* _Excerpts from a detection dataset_
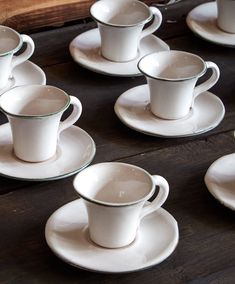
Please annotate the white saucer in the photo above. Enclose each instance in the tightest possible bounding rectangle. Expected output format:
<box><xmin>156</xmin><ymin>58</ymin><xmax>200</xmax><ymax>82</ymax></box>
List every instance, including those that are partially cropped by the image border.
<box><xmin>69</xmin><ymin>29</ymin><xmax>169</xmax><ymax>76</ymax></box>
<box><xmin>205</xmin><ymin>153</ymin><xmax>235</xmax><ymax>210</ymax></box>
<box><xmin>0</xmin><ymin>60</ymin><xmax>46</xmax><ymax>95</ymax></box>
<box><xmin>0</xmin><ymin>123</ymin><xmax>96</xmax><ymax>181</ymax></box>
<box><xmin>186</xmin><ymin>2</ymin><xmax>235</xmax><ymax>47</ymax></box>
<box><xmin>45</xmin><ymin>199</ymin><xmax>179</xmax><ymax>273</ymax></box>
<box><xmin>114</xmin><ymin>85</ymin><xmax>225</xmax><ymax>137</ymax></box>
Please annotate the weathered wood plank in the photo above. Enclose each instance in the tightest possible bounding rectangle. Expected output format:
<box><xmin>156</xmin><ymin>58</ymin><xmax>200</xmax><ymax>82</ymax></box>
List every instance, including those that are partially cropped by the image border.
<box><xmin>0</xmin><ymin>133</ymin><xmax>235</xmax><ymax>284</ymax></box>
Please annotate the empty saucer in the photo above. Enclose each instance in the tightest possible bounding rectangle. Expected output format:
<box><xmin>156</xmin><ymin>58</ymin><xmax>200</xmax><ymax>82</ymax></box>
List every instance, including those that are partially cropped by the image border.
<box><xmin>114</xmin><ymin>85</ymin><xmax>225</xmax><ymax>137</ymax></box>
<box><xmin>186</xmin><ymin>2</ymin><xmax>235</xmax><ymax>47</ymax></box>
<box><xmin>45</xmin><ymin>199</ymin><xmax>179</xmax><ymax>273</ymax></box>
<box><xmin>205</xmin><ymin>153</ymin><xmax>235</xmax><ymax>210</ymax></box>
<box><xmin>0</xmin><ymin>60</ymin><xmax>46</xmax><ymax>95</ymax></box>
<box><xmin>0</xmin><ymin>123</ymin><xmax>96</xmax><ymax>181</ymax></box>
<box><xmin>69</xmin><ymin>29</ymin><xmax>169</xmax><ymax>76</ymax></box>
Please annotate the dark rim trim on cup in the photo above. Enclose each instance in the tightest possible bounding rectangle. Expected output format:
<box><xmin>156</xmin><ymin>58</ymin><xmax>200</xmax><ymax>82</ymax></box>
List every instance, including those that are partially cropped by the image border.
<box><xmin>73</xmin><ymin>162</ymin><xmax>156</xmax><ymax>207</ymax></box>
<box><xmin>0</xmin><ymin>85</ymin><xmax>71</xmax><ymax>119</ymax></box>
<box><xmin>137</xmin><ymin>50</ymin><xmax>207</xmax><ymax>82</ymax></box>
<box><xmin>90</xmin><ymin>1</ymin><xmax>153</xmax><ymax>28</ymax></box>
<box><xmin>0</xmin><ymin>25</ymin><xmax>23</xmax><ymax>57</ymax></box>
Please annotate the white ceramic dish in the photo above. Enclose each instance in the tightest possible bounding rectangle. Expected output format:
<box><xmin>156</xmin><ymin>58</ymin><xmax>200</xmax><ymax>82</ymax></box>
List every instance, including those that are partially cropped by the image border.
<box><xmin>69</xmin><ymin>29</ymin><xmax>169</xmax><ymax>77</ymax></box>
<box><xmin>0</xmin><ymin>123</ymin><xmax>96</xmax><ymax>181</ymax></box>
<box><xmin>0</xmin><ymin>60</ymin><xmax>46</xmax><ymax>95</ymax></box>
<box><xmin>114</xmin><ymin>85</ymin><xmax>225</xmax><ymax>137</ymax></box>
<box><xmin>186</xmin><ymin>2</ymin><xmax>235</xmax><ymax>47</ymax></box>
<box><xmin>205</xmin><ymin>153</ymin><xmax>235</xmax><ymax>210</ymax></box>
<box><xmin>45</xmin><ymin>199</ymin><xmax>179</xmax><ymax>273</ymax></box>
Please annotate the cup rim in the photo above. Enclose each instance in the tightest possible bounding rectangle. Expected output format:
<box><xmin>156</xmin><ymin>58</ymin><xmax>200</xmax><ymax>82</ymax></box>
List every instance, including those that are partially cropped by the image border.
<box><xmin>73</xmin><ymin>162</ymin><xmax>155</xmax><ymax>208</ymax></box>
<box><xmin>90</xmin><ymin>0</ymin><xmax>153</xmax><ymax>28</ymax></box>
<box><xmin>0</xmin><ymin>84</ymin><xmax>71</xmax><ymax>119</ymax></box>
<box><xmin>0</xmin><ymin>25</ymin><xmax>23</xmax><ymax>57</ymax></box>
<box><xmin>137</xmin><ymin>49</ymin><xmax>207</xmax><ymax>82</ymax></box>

* * *

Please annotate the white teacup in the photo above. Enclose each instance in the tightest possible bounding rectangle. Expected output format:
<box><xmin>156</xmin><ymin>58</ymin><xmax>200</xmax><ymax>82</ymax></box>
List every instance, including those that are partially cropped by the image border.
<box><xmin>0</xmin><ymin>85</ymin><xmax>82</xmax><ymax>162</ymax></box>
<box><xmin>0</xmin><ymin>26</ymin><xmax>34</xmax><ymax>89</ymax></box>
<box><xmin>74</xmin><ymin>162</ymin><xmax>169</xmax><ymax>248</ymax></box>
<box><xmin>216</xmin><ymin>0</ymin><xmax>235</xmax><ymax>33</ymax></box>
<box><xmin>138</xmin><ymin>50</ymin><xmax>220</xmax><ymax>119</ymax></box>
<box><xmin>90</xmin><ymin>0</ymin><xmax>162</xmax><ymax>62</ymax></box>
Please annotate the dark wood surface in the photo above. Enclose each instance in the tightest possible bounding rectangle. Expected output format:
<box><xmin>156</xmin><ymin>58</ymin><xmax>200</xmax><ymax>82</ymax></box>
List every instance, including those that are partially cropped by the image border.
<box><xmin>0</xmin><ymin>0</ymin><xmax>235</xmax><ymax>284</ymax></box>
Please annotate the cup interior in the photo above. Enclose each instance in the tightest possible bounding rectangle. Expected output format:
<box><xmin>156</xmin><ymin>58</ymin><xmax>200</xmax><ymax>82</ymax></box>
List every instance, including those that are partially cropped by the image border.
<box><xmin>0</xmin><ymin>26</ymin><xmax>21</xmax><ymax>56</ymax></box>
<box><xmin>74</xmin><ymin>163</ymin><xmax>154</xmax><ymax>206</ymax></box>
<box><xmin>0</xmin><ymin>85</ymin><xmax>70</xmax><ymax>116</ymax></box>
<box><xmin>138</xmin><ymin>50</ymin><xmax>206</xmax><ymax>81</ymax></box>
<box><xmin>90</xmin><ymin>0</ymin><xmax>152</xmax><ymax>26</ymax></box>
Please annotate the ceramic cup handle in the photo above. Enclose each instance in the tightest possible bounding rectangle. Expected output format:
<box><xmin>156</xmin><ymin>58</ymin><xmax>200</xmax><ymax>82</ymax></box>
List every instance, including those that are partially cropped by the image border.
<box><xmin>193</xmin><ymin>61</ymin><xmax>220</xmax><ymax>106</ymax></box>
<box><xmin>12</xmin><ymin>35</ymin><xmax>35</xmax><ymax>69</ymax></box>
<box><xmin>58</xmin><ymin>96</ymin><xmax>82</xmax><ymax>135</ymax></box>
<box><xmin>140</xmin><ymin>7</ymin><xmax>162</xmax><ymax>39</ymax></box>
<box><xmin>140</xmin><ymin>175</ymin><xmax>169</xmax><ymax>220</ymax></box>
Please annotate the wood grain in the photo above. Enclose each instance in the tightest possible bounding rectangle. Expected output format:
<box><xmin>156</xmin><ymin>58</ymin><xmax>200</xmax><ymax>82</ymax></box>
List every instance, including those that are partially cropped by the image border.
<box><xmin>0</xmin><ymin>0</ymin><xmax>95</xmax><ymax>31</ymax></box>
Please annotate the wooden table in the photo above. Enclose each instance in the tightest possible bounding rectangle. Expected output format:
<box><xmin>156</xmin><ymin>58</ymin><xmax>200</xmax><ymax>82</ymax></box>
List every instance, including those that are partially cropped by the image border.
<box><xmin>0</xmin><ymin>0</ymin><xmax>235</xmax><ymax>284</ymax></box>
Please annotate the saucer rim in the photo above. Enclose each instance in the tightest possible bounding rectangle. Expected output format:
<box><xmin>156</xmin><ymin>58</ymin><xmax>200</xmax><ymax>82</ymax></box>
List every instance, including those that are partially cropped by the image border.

* _Short problem_
Select each line in the items above that contains the word "white", and copy those lines out.

* _Answer below_
Please annotate the white saucer in the photo above. Enclose each instance in the tightest possible bounding rectangle. Expected output format:
Please annotate the white ceramic dish in the photo above. Enclose each instance in the tightest possible bounding rectangle. Expected output format:
Please annotate the white teacup in the photo above. Enclose each instance in the tightest possible bounding rectangle. Expected output format:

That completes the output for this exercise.